### DIRECTION
Find each line of the material below that contains the string "shirt", and copy those lines out.

### Entries drawn from a collection

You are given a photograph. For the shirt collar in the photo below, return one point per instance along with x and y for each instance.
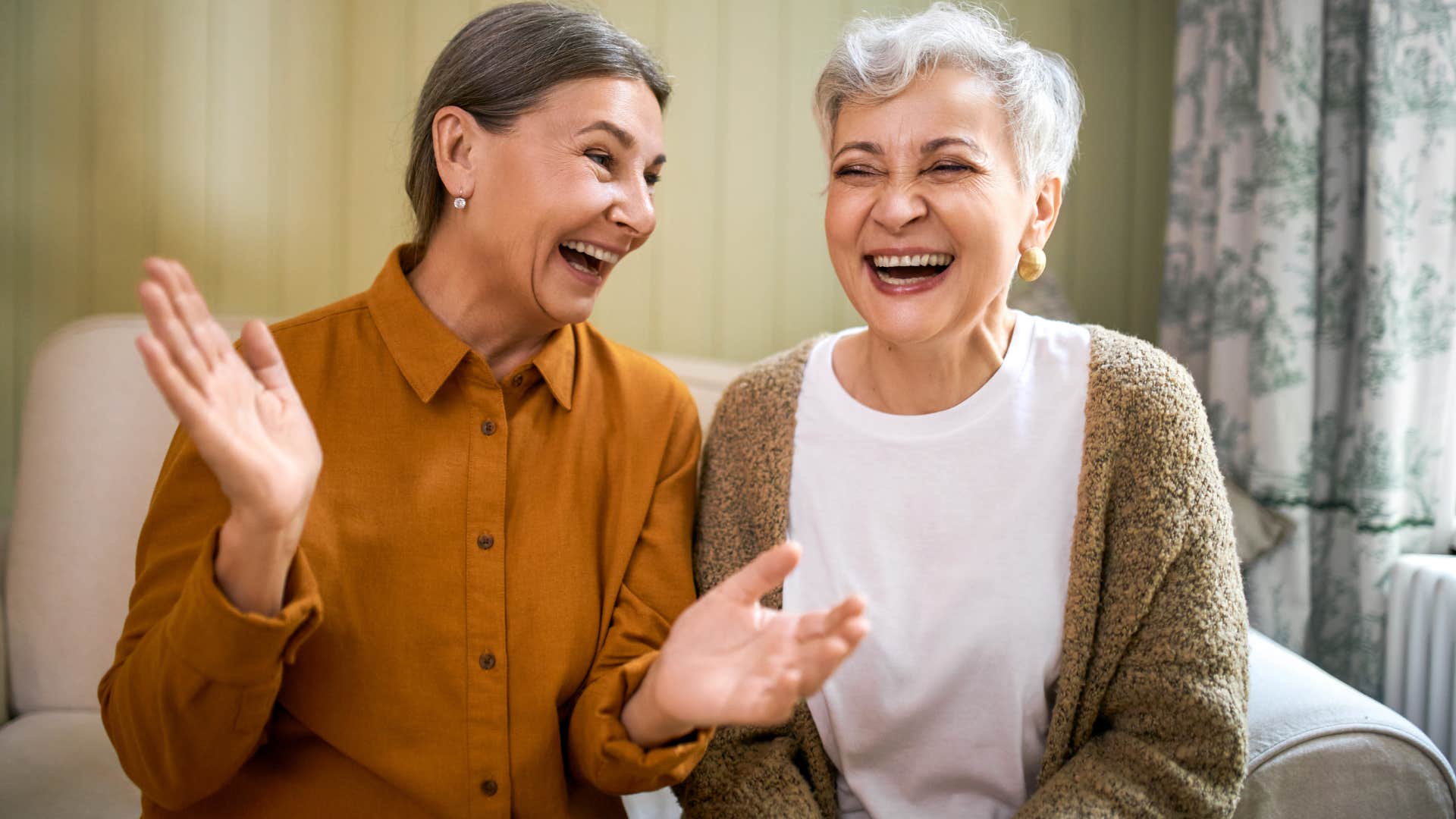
(557, 363)
(427, 352)
(424, 350)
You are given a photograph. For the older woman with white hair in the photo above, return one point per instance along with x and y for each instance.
(1031, 509)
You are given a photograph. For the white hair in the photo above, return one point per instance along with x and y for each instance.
(880, 57)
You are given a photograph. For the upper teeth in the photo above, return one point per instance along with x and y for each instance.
(935, 260)
(593, 251)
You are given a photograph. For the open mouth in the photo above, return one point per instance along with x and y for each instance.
(909, 270)
(587, 257)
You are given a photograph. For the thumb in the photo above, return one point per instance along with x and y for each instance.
(764, 573)
(264, 359)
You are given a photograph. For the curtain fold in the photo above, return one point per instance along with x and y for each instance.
(1310, 284)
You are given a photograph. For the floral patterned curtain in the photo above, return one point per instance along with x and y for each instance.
(1310, 287)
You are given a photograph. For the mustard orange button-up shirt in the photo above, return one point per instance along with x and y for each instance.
(485, 576)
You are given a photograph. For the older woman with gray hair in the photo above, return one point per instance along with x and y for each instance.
(1033, 509)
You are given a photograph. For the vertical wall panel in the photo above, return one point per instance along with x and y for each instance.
(14, 79)
(808, 292)
(306, 207)
(239, 158)
(381, 98)
(264, 145)
(1049, 24)
(689, 253)
(1152, 136)
(180, 148)
(433, 24)
(626, 305)
(1103, 194)
(747, 275)
(57, 130)
(121, 188)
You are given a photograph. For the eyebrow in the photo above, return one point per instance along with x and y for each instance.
(970, 145)
(868, 148)
(928, 148)
(620, 136)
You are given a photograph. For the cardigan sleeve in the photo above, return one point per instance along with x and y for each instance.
(1168, 735)
(747, 771)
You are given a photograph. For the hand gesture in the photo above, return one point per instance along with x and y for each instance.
(730, 661)
(240, 410)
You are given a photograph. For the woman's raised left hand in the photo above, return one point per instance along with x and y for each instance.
(731, 661)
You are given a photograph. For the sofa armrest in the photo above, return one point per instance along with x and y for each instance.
(1321, 749)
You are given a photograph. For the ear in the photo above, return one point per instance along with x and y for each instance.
(1044, 213)
(459, 142)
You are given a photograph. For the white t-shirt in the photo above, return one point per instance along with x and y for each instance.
(957, 528)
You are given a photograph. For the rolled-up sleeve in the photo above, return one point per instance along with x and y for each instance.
(658, 585)
(194, 681)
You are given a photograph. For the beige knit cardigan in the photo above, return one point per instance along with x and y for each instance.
(1150, 708)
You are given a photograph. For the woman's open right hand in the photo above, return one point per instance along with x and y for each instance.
(248, 423)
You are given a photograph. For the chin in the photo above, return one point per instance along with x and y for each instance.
(903, 324)
(568, 309)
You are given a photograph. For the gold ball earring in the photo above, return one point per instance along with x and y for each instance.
(1033, 261)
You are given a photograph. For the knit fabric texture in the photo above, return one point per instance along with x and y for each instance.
(1150, 708)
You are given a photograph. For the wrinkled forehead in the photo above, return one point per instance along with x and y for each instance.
(625, 105)
(948, 102)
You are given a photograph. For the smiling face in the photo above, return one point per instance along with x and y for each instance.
(927, 216)
(565, 194)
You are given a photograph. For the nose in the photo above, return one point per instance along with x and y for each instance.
(897, 207)
(632, 209)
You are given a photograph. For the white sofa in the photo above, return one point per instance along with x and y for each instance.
(93, 433)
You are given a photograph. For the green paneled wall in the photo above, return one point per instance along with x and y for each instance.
(264, 143)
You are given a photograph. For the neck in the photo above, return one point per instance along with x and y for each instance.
(476, 306)
(925, 376)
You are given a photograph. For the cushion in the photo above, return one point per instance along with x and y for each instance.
(92, 438)
(60, 764)
(1320, 749)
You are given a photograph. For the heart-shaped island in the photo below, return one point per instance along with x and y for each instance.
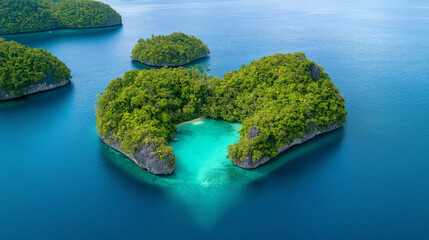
(281, 100)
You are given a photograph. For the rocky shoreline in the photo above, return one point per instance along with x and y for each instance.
(172, 65)
(42, 86)
(144, 158)
(61, 28)
(254, 132)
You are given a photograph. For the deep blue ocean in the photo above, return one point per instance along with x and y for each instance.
(368, 180)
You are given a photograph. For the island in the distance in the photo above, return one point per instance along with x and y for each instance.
(26, 71)
(24, 16)
(176, 49)
(281, 100)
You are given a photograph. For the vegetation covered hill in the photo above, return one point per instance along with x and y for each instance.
(175, 49)
(22, 67)
(283, 96)
(20, 16)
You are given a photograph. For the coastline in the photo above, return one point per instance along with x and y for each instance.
(37, 88)
(250, 164)
(172, 65)
(144, 159)
(54, 29)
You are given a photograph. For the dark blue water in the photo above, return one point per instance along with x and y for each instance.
(369, 180)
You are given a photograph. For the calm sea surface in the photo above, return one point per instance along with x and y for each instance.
(369, 180)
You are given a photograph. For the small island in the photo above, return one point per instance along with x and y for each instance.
(176, 49)
(25, 16)
(281, 100)
(26, 71)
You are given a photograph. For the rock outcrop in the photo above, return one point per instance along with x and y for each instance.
(145, 157)
(254, 132)
(45, 84)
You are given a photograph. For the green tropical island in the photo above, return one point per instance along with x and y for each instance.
(176, 49)
(25, 16)
(281, 100)
(26, 71)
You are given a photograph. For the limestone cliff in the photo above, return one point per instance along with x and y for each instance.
(45, 84)
(145, 157)
(254, 132)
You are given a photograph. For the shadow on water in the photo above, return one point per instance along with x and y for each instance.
(55, 35)
(56, 95)
(296, 162)
(208, 197)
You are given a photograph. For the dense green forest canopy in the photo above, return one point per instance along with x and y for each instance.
(283, 95)
(19, 16)
(21, 67)
(175, 49)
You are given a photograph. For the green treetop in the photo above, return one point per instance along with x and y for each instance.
(175, 49)
(20, 16)
(283, 96)
(22, 67)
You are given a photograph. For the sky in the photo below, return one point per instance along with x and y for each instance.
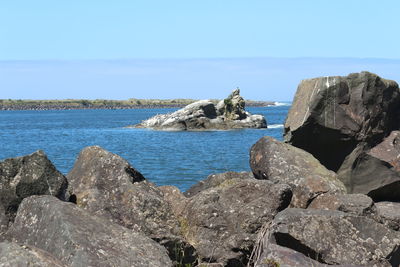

### ANSWER TO THIS PROBLEM
You are given a photograph. For the shirt collar in the photo below, return one point per instance along with x and y for each instance.
You are given a photograph. For the mustard orange button-up shirt in the photo above, return one point per instance along with x and y for each instance.
You are given a photograph. For the white t-shirt in the photo above, return one point per instance along with x and y for each instance.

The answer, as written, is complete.